— TESTO DA LEGGERE —
========

# [Solved] Prompt in konsole

## Luc484

Ciao a tutti. Ho un problema che non c'è verso di risolvere, ho provato tutto ma nulla. E' la seconda volta che torna fuori in pochi mesi, ma ora non riesco più a sistemarlo. Ho letto in giro un pò dappertutto, ma tutte le soluzioni che ho provato non hanno risolto nulla. Il problema è che quando avvio il sistema ottengo il prompt, e li tutto ok, se entro in kde ed apro la konsole, non ricevo più il prompt. Ho trovato qualche thread sull'argomento, ed ho fatto tutto, ma nulla. Ho anche provato ad installare l'ultimo aggiornamento ad udev, ma continuo a non avere il prompt. Qualcuno ha idea di quale possa essere il problema? Questo succede solo sul portatile, il desktop non ha mai avuto il problema. Non è che sia successo anche a qualcun altro?

========

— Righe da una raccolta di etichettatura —

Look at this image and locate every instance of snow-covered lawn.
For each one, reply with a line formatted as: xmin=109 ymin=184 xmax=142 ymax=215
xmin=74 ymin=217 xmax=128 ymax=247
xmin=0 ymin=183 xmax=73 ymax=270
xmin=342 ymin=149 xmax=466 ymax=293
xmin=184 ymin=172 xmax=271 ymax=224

========

— CONSEGNA —
Secondo il testo sul prompt in Konsole, su quale computer si presenta il problema? Le righe sono materiale a sé stante, distinto dal testo.

— RISPOSTA SCRITTA —
Solo sul portatile; il desktop non ha mai avuto il problema.